===== RIGHE GREZZE =====

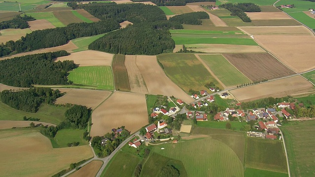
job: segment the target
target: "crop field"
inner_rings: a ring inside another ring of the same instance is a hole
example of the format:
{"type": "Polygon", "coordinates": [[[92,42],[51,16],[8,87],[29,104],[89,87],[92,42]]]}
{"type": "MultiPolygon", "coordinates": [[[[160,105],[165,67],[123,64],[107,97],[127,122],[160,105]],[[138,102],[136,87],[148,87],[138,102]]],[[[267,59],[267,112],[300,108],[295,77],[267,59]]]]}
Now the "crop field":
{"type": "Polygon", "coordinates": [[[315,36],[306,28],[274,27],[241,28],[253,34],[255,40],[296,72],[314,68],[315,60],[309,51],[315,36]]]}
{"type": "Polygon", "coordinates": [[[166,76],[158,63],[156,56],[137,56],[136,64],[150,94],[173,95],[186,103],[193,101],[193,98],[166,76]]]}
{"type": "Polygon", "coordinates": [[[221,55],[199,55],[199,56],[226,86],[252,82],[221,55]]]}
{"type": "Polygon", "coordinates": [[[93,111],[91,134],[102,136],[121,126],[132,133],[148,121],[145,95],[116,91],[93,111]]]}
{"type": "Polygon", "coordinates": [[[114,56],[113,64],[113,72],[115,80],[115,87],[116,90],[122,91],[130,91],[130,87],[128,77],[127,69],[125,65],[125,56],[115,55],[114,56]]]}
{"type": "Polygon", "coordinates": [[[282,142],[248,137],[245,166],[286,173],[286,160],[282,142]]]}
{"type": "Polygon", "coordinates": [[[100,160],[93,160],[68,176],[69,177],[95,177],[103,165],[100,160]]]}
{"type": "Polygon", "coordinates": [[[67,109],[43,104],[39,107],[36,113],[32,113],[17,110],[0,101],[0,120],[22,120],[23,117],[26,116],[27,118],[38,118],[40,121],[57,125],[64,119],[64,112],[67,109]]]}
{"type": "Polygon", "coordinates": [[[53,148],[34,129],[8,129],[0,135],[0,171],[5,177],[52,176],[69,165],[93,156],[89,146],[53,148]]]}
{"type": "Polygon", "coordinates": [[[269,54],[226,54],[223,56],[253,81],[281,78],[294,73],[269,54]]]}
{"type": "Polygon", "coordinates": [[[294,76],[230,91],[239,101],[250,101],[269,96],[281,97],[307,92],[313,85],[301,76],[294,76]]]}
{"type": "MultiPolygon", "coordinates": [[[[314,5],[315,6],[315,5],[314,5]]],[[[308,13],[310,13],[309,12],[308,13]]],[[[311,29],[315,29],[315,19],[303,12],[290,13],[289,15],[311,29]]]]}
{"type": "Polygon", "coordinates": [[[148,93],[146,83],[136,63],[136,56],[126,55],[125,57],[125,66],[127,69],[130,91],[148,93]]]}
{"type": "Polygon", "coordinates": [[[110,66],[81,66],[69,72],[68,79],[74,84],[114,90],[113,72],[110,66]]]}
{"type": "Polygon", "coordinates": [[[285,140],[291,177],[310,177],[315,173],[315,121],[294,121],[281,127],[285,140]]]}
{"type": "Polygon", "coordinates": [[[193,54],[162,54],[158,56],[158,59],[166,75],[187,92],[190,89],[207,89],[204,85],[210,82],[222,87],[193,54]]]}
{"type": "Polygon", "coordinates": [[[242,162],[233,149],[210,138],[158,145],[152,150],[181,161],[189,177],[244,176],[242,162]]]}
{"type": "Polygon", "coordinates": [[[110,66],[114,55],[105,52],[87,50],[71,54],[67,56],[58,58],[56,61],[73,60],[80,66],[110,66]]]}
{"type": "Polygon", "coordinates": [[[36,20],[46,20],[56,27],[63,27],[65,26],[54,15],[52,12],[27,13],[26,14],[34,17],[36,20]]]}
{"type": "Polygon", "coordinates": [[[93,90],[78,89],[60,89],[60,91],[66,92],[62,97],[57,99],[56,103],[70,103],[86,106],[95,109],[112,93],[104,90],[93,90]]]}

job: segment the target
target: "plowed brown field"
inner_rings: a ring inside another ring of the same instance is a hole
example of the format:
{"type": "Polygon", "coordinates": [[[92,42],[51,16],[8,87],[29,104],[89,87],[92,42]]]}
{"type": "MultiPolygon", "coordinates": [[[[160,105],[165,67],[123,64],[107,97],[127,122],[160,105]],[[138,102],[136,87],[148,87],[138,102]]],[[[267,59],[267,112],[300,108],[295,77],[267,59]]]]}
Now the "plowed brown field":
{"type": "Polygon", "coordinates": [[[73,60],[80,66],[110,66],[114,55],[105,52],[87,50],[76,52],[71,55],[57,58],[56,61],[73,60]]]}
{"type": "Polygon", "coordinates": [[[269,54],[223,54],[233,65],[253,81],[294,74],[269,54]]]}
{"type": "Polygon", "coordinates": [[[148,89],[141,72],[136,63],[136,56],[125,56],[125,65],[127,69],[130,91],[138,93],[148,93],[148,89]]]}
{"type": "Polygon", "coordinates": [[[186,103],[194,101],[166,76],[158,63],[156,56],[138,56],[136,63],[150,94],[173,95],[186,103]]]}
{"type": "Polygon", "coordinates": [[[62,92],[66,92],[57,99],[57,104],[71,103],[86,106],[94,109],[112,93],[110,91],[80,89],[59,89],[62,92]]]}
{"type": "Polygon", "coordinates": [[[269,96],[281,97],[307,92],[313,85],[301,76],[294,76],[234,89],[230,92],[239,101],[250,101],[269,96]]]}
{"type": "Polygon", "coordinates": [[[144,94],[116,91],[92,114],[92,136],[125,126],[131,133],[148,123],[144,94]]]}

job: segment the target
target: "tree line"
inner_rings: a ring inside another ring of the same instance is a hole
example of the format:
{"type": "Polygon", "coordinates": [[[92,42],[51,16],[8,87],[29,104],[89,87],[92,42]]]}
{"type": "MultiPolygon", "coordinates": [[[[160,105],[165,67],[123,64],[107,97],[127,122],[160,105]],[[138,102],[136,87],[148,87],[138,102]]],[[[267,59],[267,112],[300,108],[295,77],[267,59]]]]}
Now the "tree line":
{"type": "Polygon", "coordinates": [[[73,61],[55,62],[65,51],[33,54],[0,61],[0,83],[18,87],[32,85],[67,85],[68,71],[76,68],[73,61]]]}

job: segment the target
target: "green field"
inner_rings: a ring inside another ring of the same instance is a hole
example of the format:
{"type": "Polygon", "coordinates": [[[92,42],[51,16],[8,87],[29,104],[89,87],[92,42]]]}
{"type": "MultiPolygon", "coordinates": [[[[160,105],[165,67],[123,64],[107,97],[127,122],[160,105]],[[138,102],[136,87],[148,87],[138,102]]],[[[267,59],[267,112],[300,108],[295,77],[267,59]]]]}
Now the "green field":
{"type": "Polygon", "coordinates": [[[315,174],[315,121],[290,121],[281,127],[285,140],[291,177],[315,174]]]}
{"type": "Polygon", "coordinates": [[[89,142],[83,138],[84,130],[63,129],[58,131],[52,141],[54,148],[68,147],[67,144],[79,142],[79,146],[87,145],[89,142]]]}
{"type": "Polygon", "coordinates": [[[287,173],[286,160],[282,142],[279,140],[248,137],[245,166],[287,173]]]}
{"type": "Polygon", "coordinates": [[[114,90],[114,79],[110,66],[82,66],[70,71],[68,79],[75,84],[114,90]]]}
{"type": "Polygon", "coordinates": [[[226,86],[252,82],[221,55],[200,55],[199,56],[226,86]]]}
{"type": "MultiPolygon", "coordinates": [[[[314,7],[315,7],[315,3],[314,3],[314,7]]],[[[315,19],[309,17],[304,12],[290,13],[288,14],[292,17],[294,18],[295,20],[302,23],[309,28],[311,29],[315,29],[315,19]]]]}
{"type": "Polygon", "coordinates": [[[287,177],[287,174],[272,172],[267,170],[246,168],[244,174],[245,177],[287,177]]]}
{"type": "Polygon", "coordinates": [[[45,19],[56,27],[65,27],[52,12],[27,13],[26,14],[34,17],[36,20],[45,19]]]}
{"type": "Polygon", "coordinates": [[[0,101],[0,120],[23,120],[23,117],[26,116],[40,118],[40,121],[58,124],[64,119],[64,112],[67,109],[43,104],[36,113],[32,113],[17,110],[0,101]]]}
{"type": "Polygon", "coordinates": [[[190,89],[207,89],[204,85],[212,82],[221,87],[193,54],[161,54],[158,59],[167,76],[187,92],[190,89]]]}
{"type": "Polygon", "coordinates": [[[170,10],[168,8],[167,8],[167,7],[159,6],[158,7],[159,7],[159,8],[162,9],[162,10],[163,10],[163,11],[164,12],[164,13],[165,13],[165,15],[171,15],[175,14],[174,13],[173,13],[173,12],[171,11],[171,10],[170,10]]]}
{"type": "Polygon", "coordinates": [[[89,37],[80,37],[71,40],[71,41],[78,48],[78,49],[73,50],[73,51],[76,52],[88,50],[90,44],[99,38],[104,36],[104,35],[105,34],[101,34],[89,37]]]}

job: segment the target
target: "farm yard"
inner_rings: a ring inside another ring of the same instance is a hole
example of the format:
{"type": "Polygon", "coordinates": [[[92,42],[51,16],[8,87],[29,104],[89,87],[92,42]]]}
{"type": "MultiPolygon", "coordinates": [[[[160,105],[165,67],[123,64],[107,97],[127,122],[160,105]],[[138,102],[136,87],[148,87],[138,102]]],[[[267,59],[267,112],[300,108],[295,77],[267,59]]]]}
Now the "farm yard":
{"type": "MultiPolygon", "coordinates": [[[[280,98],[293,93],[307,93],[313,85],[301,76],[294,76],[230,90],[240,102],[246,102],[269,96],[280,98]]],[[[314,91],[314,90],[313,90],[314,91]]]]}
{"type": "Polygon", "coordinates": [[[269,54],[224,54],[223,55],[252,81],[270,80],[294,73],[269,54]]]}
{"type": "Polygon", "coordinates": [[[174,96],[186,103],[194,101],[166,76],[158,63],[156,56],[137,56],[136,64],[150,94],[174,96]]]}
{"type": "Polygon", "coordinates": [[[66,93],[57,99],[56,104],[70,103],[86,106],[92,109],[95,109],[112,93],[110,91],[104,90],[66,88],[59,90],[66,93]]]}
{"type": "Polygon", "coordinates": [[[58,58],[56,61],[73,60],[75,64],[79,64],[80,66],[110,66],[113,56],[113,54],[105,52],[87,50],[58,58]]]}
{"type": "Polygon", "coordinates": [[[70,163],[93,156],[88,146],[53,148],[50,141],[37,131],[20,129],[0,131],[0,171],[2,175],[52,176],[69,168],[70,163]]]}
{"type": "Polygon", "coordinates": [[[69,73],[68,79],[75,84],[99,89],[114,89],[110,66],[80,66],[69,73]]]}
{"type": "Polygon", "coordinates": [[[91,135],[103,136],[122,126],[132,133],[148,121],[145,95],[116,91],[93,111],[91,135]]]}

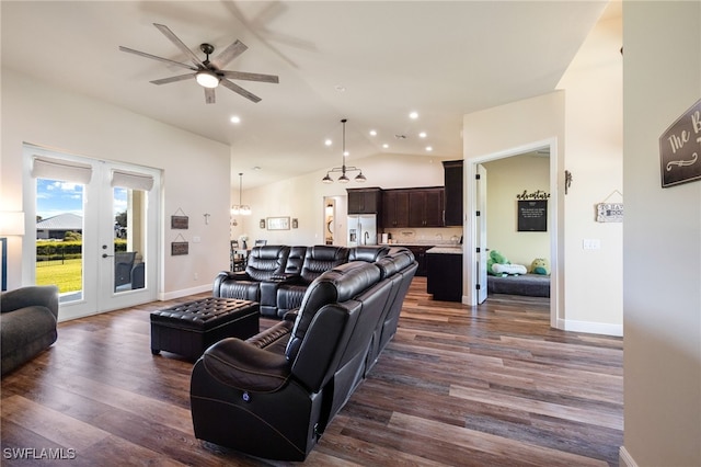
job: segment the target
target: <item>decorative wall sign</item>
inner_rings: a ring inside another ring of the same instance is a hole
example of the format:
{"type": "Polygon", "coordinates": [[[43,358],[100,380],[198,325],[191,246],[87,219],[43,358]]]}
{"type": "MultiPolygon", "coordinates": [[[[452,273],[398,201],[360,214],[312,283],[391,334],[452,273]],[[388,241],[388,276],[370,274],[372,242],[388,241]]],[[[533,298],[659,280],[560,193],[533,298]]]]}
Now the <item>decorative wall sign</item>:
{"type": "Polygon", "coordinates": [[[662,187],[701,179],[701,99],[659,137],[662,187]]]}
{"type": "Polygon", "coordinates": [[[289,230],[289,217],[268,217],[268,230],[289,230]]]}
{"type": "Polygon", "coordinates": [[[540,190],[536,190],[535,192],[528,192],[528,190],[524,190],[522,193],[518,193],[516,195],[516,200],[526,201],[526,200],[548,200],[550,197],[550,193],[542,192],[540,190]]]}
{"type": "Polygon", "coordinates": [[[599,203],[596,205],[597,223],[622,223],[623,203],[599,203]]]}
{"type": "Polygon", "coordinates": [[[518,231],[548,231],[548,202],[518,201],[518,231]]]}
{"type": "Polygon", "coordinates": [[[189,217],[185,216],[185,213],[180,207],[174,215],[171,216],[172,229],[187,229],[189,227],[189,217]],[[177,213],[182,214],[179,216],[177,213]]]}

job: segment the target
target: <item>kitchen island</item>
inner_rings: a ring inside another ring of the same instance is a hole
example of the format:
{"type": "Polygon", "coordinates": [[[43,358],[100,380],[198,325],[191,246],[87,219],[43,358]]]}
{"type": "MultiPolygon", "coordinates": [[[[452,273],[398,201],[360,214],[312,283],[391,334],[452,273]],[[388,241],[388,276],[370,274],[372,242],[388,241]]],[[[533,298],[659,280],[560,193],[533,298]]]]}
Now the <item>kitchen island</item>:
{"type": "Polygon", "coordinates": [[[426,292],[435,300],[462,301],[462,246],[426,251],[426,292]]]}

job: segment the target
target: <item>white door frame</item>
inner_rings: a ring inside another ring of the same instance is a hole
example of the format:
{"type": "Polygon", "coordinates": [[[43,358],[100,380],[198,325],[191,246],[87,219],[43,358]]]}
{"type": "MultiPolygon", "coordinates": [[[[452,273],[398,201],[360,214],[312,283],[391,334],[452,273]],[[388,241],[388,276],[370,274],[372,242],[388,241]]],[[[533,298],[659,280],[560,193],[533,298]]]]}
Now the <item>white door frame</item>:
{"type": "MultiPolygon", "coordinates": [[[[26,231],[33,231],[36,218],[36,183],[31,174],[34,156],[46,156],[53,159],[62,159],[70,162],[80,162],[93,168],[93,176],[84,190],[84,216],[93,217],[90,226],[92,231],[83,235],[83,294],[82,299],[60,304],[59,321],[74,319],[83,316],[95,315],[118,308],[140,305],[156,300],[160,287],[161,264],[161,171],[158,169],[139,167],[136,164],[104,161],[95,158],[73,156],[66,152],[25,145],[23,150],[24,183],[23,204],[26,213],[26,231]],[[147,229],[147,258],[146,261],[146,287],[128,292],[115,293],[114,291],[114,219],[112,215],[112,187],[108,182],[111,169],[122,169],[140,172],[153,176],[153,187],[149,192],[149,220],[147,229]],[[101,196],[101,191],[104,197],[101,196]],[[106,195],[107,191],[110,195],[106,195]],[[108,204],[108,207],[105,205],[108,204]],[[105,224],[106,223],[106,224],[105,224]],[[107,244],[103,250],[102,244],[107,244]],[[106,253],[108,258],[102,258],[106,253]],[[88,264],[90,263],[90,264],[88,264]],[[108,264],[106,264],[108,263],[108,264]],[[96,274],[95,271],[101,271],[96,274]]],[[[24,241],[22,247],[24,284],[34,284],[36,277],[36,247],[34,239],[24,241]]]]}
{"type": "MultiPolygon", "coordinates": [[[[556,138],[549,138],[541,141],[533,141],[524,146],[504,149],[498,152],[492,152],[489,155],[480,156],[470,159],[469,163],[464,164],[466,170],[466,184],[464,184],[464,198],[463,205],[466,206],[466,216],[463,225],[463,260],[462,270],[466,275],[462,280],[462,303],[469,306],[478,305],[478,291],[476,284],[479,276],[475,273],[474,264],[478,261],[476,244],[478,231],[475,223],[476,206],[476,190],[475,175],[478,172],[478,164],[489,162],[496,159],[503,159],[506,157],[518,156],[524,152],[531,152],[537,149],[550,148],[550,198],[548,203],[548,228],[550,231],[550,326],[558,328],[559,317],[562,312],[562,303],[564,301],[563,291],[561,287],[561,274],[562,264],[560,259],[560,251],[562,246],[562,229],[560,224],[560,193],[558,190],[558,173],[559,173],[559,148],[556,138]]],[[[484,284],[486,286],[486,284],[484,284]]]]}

=====

- **CONSEGNA**
Estrai dalle righe qui sopra, copiandole per intero, tutte quelle che contengono la stringa "door". Distingui tra maiuscole e minuscole.

- **SOLUZIONE**
target: <item>white door frame</item>
Now the <item>white door frame</item>:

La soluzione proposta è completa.